• [Problem description]:
Return all of the lines below exactly as they are.

[Point-per-instance localization data]
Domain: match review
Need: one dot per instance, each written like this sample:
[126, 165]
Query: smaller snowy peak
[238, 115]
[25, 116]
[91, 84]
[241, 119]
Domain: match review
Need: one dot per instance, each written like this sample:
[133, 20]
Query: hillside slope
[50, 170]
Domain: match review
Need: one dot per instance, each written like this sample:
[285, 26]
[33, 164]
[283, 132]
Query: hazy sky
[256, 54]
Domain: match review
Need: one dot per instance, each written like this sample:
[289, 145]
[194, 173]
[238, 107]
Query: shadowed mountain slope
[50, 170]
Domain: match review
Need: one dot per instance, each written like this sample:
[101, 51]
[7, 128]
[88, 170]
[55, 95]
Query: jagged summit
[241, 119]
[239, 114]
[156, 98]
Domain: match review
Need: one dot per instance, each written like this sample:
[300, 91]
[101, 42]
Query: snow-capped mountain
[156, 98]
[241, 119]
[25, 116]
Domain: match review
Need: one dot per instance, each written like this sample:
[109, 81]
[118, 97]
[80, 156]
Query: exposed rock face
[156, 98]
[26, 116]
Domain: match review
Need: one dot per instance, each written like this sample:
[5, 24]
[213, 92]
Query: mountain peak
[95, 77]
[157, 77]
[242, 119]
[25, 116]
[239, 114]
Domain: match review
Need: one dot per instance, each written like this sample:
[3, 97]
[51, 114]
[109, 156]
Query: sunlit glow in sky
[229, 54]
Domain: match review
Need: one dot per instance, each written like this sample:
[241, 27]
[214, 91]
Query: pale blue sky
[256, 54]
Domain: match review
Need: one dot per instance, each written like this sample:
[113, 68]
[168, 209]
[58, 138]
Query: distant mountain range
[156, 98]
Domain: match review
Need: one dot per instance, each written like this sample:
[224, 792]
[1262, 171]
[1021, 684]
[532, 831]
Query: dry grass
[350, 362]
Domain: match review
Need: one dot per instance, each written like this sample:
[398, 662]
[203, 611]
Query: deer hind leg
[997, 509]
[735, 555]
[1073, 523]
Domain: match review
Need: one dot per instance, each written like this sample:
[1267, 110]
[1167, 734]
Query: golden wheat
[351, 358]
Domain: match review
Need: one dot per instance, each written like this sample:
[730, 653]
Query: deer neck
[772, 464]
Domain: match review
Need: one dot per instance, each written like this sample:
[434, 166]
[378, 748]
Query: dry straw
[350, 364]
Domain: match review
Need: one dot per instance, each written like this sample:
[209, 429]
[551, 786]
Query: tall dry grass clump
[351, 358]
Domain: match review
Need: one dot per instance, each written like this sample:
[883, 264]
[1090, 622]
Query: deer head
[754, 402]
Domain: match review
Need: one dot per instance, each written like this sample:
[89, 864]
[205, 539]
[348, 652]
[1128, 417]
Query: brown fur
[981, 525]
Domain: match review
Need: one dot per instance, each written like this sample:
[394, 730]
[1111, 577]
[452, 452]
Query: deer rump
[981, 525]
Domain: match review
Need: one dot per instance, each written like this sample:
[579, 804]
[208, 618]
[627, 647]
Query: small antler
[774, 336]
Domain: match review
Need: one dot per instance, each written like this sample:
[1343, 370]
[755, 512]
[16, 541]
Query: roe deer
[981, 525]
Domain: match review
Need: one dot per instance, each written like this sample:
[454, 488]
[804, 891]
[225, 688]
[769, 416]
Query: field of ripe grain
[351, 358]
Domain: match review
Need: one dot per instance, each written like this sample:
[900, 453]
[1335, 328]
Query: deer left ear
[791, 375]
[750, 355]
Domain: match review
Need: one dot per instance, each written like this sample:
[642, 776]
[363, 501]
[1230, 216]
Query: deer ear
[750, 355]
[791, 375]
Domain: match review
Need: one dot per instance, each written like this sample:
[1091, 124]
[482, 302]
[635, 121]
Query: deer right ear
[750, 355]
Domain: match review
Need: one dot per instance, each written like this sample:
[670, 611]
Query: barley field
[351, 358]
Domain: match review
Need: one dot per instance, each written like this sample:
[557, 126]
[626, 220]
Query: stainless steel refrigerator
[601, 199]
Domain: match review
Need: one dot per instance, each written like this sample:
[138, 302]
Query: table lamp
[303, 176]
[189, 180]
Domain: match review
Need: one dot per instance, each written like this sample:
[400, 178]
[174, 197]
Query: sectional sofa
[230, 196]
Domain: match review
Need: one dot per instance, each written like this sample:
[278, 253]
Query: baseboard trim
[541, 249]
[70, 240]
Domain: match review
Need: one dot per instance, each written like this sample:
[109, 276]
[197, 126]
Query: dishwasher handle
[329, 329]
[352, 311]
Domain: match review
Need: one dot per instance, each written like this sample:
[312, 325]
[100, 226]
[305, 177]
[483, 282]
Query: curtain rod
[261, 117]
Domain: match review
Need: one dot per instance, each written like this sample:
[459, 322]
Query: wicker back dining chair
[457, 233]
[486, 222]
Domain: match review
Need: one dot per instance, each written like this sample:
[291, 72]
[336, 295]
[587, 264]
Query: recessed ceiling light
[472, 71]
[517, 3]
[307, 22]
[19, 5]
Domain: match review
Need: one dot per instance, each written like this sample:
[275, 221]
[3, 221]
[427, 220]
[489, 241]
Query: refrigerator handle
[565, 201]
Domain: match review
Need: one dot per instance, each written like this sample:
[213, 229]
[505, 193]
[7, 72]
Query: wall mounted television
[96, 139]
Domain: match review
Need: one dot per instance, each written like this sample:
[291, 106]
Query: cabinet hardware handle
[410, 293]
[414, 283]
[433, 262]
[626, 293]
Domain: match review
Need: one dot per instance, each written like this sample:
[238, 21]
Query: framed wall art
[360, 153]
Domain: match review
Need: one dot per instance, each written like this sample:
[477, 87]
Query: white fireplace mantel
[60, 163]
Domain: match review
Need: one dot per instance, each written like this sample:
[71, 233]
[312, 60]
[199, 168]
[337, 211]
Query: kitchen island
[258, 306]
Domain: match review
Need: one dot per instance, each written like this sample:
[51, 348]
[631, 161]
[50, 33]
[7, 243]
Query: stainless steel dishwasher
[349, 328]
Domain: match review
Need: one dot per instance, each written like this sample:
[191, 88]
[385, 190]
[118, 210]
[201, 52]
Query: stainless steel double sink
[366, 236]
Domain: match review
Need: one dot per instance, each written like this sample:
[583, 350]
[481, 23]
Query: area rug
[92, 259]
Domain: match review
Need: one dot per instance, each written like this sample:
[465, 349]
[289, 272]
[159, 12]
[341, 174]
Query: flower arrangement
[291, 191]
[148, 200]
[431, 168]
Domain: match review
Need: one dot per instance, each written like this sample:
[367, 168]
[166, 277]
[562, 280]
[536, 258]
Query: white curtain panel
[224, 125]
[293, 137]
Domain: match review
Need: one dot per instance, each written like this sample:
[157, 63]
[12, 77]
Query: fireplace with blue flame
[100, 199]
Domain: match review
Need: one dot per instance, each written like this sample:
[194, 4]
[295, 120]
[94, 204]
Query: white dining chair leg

• [Output of the task]:
Domain: match review
Need: one dot per instance, each written like this sample:
[126, 165]
Query: smaller snowy peak
[238, 115]
[25, 116]
[91, 84]
[241, 119]
Domain: match review
Need: one dot per instance, each written like this sample:
[133, 20]
Query: hillside slope
[50, 170]
Domain: match review
Need: one dot per instance, each written like this sample:
[285, 26]
[33, 164]
[283, 132]
Query: hazy sky
[256, 54]
Domain: match review
Need: one dot per instance, each written like this sample:
[289, 145]
[194, 173]
[238, 107]
Query: shadowed mountain slope
[50, 170]
Domain: match review
Need: one dot per instance, each written like this sample:
[101, 51]
[7, 128]
[88, 170]
[55, 95]
Query: jagged summit
[241, 119]
[239, 114]
[156, 98]
Domain: match review
Need: one dot per instance, each written like this sample:
[300, 91]
[101, 42]
Query: snow-capped mountain
[156, 98]
[241, 119]
[25, 116]
Domain: match review
Need: one dot per instance, each written like this sample:
[109, 81]
[118, 97]
[80, 156]
Query: exposed rock face
[156, 98]
[26, 116]
Domain: match review
Need: one dot per instance, each written like this sample:
[5, 24]
[213, 92]
Query: mountain peak
[95, 77]
[157, 77]
[242, 119]
[25, 116]
[239, 114]
Domain: match review
Need: one dot per instance, each written like this sample:
[3, 97]
[51, 114]
[109, 156]
Query: sunlit glow in sky
[229, 54]
Domain: match review
Need: one dot per instance, each written like this sample:
[241, 27]
[214, 91]
Query: pale blue sky
[256, 54]
Domain: match review
Need: one dot per instance, each written like this sample:
[113, 68]
[168, 209]
[58, 138]
Query: distant mountain range
[156, 98]
Domain: match review
Need: one dot per instance, each written like this sample:
[224, 792]
[1262, 171]
[1021, 684]
[532, 831]
Query: dry grass
[350, 362]
Domain: match review
Need: one dot per instance, each written like this sample:
[398, 662]
[203, 611]
Query: deer hind leg
[997, 509]
[735, 555]
[1073, 523]
Domain: match review
Need: one dot per instance, each written like this sample:
[1267, 110]
[1167, 734]
Query: golden wheat
[351, 358]
Domain: match review
Need: one dot per instance, each written like this sample:
[730, 653]
Query: deer neck
[772, 464]
Domain: match review
Need: one dot per instance, each written like this sample:
[434, 166]
[378, 748]
Query: dry straw
[350, 364]
Domain: match review
Need: one dot per instance, each written like this sample:
[209, 429]
[551, 786]
Query: tall dry grass clump
[351, 358]
Domain: match review
Need: one dot per instance, each written like this sample:
[883, 264]
[1090, 622]
Query: deer head
[754, 402]
Domain: match review
Need: one dot per instance, each written like this sample:
[89, 864]
[205, 539]
[348, 652]
[1128, 417]
Query: brown fur
[981, 525]
Domain: match review
Need: one dot per instance, each written like this sample:
[394, 730]
[1111, 577]
[452, 452]
Query: deer rump
[981, 525]
Domain: match review
Need: one dot per instance, each written like this sample:
[579, 804]
[208, 618]
[627, 647]
Query: small antler
[774, 336]
Domain: match review
Need: one dot per instance, each written like this sample:
[1343, 370]
[755, 512]
[16, 541]
Query: roe deer
[981, 525]
Domain: match review
Need: one dot per instance, each written like this sample:
[454, 488]
[804, 891]
[225, 688]
[769, 416]
Query: field of ripe grain
[351, 358]
Domain: match review
Need: one dot per instance, each written like this sample:
[900, 453]
[1335, 328]
Query: deer left ear
[791, 375]
[750, 355]
Domain: match review
Need: one dot per instance, each written like this sample:
[642, 776]
[363, 501]
[1230, 216]
Query: deer ear
[750, 355]
[791, 375]
Domain: match review
Need: one dot per instance, each written like this sample:
[1091, 124]
[482, 302]
[635, 121]
Query: deer right ear
[750, 355]
Domain: match review
Need: one dot per instance, each written like this sample:
[670, 611]
Query: barley field
[351, 358]
Domain: match review
Need: one dot per instance, each written like this sample:
[557, 126]
[626, 220]
Query: stainless steel refrigerator
[601, 199]
Domain: match review
Need: one dot per instance, each written like this sample:
[138, 302]
Query: table lamp
[303, 176]
[189, 180]
Domain: match review
Need: one dot per instance, each written like this sample:
[400, 178]
[174, 197]
Query: sectional sofa
[230, 196]
Domain: match review
Need: one dot per instance, each written like this sample:
[278, 253]
Query: baseboard trim
[541, 249]
[70, 240]
Domain: match review
Need: one dot per instance, each written like this sample:
[109, 276]
[197, 126]
Query: dishwasher handle
[329, 329]
[352, 311]
Domain: match review
Need: one dot per instance, each written like this sample:
[312, 325]
[100, 226]
[305, 177]
[483, 282]
Query: curtain rod
[261, 117]
Domain: match review
Need: one dot per instance, each written like this sample:
[459, 322]
Query: wicker back dining chair
[457, 233]
[486, 222]
Domain: match review
Need: one dot per instance, each written like this sample:
[291, 72]
[336, 295]
[587, 264]
Query: recessed ceiling light
[472, 71]
[517, 3]
[307, 22]
[19, 5]
Domain: match review
Need: one dot per instance, each written like this sample:
[275, 221]
[3, 221]
[427, 220]
[489, 241]
Query: refrigerator handle
[565, 201]
Domain: match review
Need: one dot per instance, each written like this sample:
[213, 229]
[505, 193]
[7, 72]
Query: wall mounted television
[96, 139]
Domain: match review
Need: one dot per instance, each written like this sample:
[291, 106]
Query: cabinet hardware handle
[410, 293]
[414, 283]
[433, 262]
[626, 293]
Domain: match review
Need: one dot per instance, each written like this sample:
[238, 21]
Query: framed wall art
[360, 153]
Domain: match review
Need: one dot per instance, each written like this sample:
[477, 87]
Query: white fireplace mantel
[60, 163]
Domain: match review
Need: one dot per instance, each written like this sample:
[71, 233]
[312, 60]
[199, 168]
[337, 211]
Query: kitchen island
[258, 306]
Domain: match review
Need: one dot per instance, each written like this sample:
[51, 348]
[631, 161]
[50, 33]
[7, 243]
Query: stainless steel dishwasher
[349, 328]
Domain: match review
Need: one dot per instance, each written like this sample:
[191, 88]
[385, 190]
[118, 210]
[201, 52]
Query: stainless steel double sink
[366, 236]
Domain: match review
Need: one dot per instance, each written like this sample:
[583, 350]
[481, 23]
Query: area rug
[92, 259]
Domain: match review
Need: one dot per instance, each written like this sample:
[465, 349]
[289, 272]
[159, 12]
[341, 174]
Query: flower arrangement
[291, 191]
[148, 200]
[431, 168]
Domain: match review
Need: one dot per instance, each written like this sample:
[367, 168]
[166, 277]
[562, 280]
[536, 258]
Query: white curtain panel
[224, 125]
[293, 137]
Domain: match review
Need: one dot per instance, each written like this sample:
[157, 63]
[12, 77]
Query: fireplace with blue flame
[100, 199]
Domain: match review
Need: one dot per instance, each written like this sample:
[194, 4]
[295, 120]
[94, 204]
Query: white dining chair leg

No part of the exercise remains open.